Saved entries
• • • •
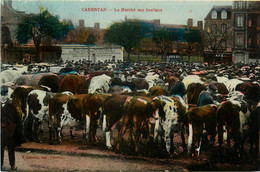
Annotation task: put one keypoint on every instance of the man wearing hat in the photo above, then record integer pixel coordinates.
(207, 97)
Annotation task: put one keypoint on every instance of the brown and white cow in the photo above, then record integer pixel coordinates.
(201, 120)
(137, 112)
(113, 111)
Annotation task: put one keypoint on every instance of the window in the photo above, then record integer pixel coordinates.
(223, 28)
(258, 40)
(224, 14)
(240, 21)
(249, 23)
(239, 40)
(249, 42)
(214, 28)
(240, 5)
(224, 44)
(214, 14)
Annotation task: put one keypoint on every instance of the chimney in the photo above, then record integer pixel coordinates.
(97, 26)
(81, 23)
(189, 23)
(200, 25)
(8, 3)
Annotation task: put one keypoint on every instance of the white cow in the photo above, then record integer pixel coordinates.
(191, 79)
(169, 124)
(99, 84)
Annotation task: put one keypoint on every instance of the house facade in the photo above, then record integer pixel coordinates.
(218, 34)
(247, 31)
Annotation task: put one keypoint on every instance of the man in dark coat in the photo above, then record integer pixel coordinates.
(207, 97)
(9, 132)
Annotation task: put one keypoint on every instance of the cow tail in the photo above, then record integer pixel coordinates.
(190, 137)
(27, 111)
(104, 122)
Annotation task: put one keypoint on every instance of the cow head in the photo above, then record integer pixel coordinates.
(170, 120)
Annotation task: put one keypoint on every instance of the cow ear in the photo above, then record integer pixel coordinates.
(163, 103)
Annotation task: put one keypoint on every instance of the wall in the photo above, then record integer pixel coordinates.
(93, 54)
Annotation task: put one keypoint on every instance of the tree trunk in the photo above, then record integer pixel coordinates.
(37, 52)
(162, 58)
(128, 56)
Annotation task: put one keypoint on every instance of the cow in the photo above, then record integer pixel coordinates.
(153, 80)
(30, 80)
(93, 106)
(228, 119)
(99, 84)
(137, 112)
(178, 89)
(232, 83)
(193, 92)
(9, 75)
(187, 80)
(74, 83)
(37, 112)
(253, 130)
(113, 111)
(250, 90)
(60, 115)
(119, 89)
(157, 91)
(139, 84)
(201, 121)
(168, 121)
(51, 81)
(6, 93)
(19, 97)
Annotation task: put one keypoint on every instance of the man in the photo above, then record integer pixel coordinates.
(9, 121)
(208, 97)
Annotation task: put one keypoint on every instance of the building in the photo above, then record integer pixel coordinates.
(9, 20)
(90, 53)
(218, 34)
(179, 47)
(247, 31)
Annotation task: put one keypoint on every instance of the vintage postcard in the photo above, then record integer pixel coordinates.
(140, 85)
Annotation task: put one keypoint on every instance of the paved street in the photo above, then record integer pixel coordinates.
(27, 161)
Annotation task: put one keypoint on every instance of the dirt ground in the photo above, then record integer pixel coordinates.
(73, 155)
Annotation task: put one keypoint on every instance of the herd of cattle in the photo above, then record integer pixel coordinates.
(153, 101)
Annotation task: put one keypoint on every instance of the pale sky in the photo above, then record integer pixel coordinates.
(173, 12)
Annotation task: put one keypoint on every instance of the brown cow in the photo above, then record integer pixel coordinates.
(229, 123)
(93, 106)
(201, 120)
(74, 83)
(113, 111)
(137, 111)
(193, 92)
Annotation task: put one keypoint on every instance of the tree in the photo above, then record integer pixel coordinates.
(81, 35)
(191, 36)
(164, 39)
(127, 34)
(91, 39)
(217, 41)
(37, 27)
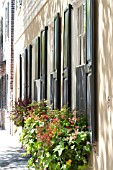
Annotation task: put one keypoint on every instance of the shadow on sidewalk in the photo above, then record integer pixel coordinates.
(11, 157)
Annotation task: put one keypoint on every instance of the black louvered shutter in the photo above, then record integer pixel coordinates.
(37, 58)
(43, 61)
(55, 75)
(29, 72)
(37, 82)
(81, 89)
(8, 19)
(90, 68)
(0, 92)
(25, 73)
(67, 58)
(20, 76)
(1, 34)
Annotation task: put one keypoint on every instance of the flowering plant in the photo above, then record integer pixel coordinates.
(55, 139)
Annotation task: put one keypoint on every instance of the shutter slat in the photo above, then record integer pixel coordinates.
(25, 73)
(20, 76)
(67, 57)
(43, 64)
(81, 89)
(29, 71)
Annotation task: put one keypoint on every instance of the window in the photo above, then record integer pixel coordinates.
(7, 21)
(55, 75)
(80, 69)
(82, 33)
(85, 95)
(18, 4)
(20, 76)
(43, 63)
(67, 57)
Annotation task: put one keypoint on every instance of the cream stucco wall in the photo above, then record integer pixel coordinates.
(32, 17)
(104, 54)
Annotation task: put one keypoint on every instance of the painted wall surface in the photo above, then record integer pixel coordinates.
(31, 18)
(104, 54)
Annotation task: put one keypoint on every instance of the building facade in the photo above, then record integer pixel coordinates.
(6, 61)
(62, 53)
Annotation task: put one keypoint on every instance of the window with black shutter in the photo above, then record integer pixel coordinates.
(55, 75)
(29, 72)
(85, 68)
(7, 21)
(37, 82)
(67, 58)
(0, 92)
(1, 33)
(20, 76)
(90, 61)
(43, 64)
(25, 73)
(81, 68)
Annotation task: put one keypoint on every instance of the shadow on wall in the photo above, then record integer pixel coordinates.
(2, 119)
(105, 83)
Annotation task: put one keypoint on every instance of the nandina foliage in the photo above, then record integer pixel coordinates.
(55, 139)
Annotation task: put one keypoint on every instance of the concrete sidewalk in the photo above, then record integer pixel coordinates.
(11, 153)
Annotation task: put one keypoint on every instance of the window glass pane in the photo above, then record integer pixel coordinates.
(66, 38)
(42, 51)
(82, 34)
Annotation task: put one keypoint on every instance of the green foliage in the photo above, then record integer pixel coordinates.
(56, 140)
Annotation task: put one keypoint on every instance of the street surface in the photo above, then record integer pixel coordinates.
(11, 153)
• • • •
What to produce >>
What is needed is an exact copy of the records above, with no pictures in it.

Task response >>
Annotation task: put one keypoint on every instance of the man wearing hat in the photo above, then record integer pixel coordinates.
(207, 97)
Annotation task: put one keypoint on every instance of the brown and white cow in the photo above, then record integer pixel coordinates.
(201, 120)
(137, 112)
(113, 111)
Annotation task: put one keypoint on every instance of the window in the photo above, then record integer pixel coordinates.
(223, 28)
(258, 40)
(224, 14)
(240, 21)
(249, 23)
(239, 40)
(249, 42)
(214, 28)
(240, 5)
(224, 44)
(214, 14)
Annotation task: put one keypoint on every instance of the chimney in the photo above, then record integer pixel coordinates.
(97, 26)
(81, 23)
(189, 23)
(200, 25)
(8, 3)
Annotation task: put one keypoint on every instance of the white cow in the photo above, then record integer pixel coordinates.
(191, 79)
(169, 124)
(99, 84)
Annotation task: put one keypoint on every instance of the house facade in the photo above, then record integer pixel coordinates.
(218, 34)
(247, 31)
Annotation task: put one keypoint on every instance of the man in dark coat in the photo above, then record integer pixel coordinates.
(207, 97)
(9, 132)
Annotation task: put one keypoint on every instance of the cow tail in the photo above, then record integer pixel coordinates.
(190, 137)
(27, 111)
(104, 122)
Annotation task: put one keypoint on every instance of the cow head in the photo above, then record integer pixel coordinates.
(170, 120)
Annotation task: put one keypoint on every instance of the cow ear in the photo above, then record integer pixel coordinates.
(163, 103)
Annotation task: put one keypoint on every instance of the wall in the photo above, then record integer pixel coordinates.
(93, 54)
Annotation task: put one keypoint on every instance of the tree trunk in the photo above, then record integer pixel coordinates.
(37, 52)
(162, 58)
(128, 56)
Annotation task: put one keypoint on every instance of the cow in the photo above, then record integer pixel coordinates.
(153, 80)
(30, 80)
(93, 106)
(228, 119)
(99, 84)
(137, 112)
(178, 89)
(232, 83)
(193, 92)
(9, 75)
(187, 80)
(74, 83)
(37, 112)
(253, 130)
(113, 111)
(250, 90)
(60, 115)
(119, 89)
(157, 91)
(139, 84)
(201, 121)
(168, 121)
(51, 81)
(6, 93)
(19, 97)
Annotation task: put one keypoint on every instance of the man in the photo above, then record integer pixel coordinates.
(9, 121)
(208, 97)
Annotation task: put one keypoint on every instance of the building in the photo above, then record integer pixel coordinates.
(9, 20)
(90, 53)
(218, 34)
(179, 47)
(247, 31)
Annotation task: put one keypoint on every instance of the vintage postcard in the photo above, then record integer pixel coordinates.
(140, 85)
Annotation task: put one keypoint on every instance of the paved street in the photo above, then record integer pixel coordinates.
(27, 161)
Annotation task: put one keypoint on every instance of the dirt ground in the photo above, then record integer pixel coordinates.
(73, 155)
Annotation task: put one keypoint on every instance of the herd of cattle in the photo above, then record integer pixel coordinates.
(153, 101)
Annotation task: put one keypoint on every instance of the pale sky in the photo above, then record integer pixel coordinates.
(173, 12)
Annotation task: put one keypoint on every instance of the brown cow in the photo above, then record integer pixel coordinates.
(229, 123)
(93, 106)
(201, 120)
(74, 83)
(113, 111)
(137, 111)
(193, 92)
Annotation task: put one keypoint on every instance of the tree in the photo above, then record integer pixel coordinates.
(81, 35)
(191, 36)
(164, 39)
(127, 34)
(91, 39)
(217, 41)
(37, 27)
Annotation task: put one keypoint on every instance of the shadow on sidewalk in the photo above, then record integer pixel coordinates.
(11, 157)
Annotation task: put one keypoint on every instance of the black louvered shutter in the photo above, then record integer pixel coordinates.
(37, 58)
(43, 61)
(55, 75)
(29, 72)
(37, 82)
(81, 89)
(8, 19)
(90, 68)
(0, 92)
(25, 73)
(67, 58)
(20, 76)
(1, 34)
Annotation task: put one keypoint on every instance of the flowering plant in the photo above, then record integer pixel coordinates.
(55, 139)
Annotation task: put one keypoint on every instance of the shutter slat in the photo above, then record integer pixel coordinates.
(25, 73)
(20, 76)
(67, 57)
(43, 64)
(81, 89)
(29, 71)
Annotation task: put one keypoint on every instance of the window in the photo above, then record integer pixel coordinates.
(7, 21)
(55, 75)
(80, 69)
(82, 33)
(85, 95)
(18, 4)
(20, 76)
(43, 63)
(67, 57)
Annotation task: put one keypoint on every instance of the cream stucco wall in the photo above, then record integer pixel coordinates.
(32, 17)
(104, 54)
Annotation task: put one keypoint on every instance of the painted wall surface in the photo above, then record integer pixel coordinates.
(31, 18)
(104, 54)
Annotation task: put one keypoint on every instance of the building facade in the photo above, then record integer pixel coordinates.
(6, 61)
(62, 53)
Annotation task: put one keypoint on every instance of the window with black shutter in the photo above, then record integer pixel coordinates.
(55, 75)
(29, 72)
(85, 68)
(7, 21)
(37, 82)
(67, 58)
(0, 92)
(1, 33)
(20, 76)
(90, 61)
(43, 64)
(25, 73)
(81, 68)
Annotation task: put one keypoint on every instance of the shadow on wall in the photo above, then record integer pixel coordinates.
(2, 119)
(105, 83)
Annotation task: put one keypoint on every instance of the nandina foliage in the photo above, then record integer pixel coordinates.
(55, 139)
Annotation task: put one keypoint on every instance of the concrete sidewalk in the photo above, then record integer pixel coordinates.
(11, 153)
Annotation task: put one keypoint on every instance of the window glass pane in the photo above, then record integer pixel coordinates.
(66, 38)
(42, 51)
(82, 34)
Annotation task: put one keypoint on every instance of the green foliage in the photo above, then record integer pixel coordinates.
(56, 140)
Annotation task: put one keypoint on every instance of the street surface in the photo above, then record integer pixel coordinates.
(11, 153)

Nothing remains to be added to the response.